**Your task**: Each line of the material must be repeated precisely, with the pictures left out.

**Extracted entries**:
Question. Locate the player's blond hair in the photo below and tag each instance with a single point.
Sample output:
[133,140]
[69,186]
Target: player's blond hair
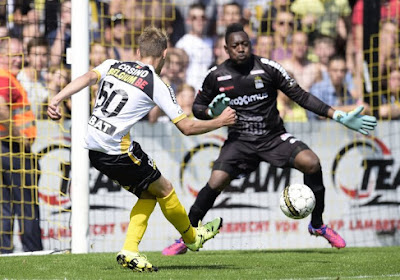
[152,42]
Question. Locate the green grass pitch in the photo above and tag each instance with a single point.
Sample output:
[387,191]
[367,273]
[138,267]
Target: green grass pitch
[323,264]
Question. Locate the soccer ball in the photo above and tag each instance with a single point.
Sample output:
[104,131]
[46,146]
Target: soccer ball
[297,201]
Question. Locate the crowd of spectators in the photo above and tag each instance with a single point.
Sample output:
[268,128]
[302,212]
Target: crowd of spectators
[301,35]
[319,43]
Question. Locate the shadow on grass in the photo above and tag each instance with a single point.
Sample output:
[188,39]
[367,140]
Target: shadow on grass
[327,251]
[199,267]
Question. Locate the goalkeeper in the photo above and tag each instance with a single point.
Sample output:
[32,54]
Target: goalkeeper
[249,84]
[128,91]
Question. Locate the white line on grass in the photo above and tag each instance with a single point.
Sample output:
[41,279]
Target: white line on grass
[346,277]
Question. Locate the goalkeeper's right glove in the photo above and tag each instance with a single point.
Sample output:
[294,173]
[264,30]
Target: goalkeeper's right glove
[218,104]
[355,121]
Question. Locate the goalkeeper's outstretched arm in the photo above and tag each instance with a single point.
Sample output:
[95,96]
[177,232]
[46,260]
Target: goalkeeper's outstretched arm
[354,120]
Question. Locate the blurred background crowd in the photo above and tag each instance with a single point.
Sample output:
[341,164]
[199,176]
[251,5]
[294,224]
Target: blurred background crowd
[319,42]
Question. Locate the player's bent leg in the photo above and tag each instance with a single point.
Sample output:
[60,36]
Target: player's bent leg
[205,233]
[135,261]
[329,234]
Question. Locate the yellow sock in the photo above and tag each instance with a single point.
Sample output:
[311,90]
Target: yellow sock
[176,214]
[140,215]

**Solution to the problem**:
Question. Locate the player's blond hair in the photo below and tag each instance with a single point.
Sample output:
[133,140]
[69,186]
Target: player's blond hair
[152,42]
Question. Locate the green grass pitch in the photo above and tag each instance with a single point.
Sample output:
[387,191]
[367,273]
[138,267]
Target: green grass pitch
[323,264]
Question. Locate the soccer ball in the photo above and tag each instance with a single point.
Sample output:
[104,131]
[46,146]
Target: soccer ball
[297,201]
Question. Locate the crowd of spectators in the photo above and tag each instance with a single point.
Sample output:
[268,128]
[302,212]
Target: crowd of spectators
[301,35]
[319,43]
Question. Locate the shadow on grass in the photo above and tag each instance with a single point.
Sample output:
[188,39]
[367,140]
Target: shadow on grass
[327,251]
[199,267]
Question. Locate the goalkeeper in the photo above and tag each instance with a single point.
Sample output:
[32,54]
Target: goalkeeper
[249,84]
[128,91]
Question. Locate the white line on grass in the photo above and tag each instance with a single point.
Sample output:
[41,279]
Target: white line on grass
[346,277]
Question. Locate the goalkeeper's right glove in the photo above and tag each instance with a single point.
Sample output:
[294,173]
[264,30]
Target: goalkeeper's right glove
[218,104]
[355,121]
Question. Locate the goalkeeper's outstretched arm in the photo above and tag each instance with a single point.
Sample output:
[95,96]
[177,232]
[46,260]
Target: goalkeeper's outstretched arm
[354,120]
Question. Locate the blurred background crowd in the photo above and tag each instance with a single point.
Sample output:
[341,164]
[199,176]
[251,5]
[294,224]
Target: blurred background crowd
[319,42]
Question. Locate the player's bent leg in the photo above and tag each instance with a single point.
Sample output:
[60,36]
Target: player's bent leg
[205,233]
[135,261]
[329,234]
Question. Locate the yellow sock in the photo above and tag each instance with a single point.
Sample output:
[311,90]
Target: yellow sock
[176,214]
[140,215]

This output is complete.